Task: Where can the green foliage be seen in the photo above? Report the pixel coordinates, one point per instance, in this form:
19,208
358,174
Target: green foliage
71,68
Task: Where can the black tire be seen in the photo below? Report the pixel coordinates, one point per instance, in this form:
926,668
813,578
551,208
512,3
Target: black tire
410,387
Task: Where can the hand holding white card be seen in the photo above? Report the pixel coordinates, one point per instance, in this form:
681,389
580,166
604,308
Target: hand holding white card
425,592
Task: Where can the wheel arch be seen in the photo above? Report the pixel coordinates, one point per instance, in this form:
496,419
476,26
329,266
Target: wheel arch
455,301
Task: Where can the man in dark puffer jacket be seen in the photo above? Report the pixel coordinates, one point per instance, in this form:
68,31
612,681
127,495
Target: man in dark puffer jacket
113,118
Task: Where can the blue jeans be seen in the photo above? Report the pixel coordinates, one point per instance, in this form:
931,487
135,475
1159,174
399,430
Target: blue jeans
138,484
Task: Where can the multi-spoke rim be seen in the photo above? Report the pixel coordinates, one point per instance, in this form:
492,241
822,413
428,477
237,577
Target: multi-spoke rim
**********
§ **WHAT THE EXERCISE ASKS**
Reproduce all of the records above character for character, with each line kept as it stands.

§ **ANSWER TO THIS PROBLEM**
Task: Where can the green foliage be seen in the photo above? Report the pixel coordinates, one point per instance, in this form:
19,208
358,174
Target: green foliage
71,68
Task: Where can the black tire be seen in the photo below? Report the pixel coordinates, one point per instance, in this form:
926,668
813,578
551,208
512,3
Target: black tire
410,387
Task: Where can the hand holding white card be seen in the photo above? Report the pixel coordinates, one point per instance, in this form:
681,389
580,166
604,308
Target: hand holding white card
425,592
Task: Where can the wheel arch be seen in the photo above? Report the pixel coordinates, one point per instance, in this form:
496,419
476,26
329,266
Target: wheel arch
455,301
Task: Where can the man in dark puffer jacket be seen in the photo above? Report the pixel coordinates, one point per instance, in this form:
68,31
612,681
127,495
Target: man in dark puffer jacket
113,118
Task: Where can the blue jeans be seen in the photo above? Report the pixel coordinates, one point per instance, in this form:
931,487
135,475
1159,174
399,430
Target: blue jeans
138,484
Task: Where can the multi-spoke rim be seen in the photo above? Report the pixel coordinates, one point per instance, in this form:
492,241
822,413
428,477
237,577
Target: multi-spoke rim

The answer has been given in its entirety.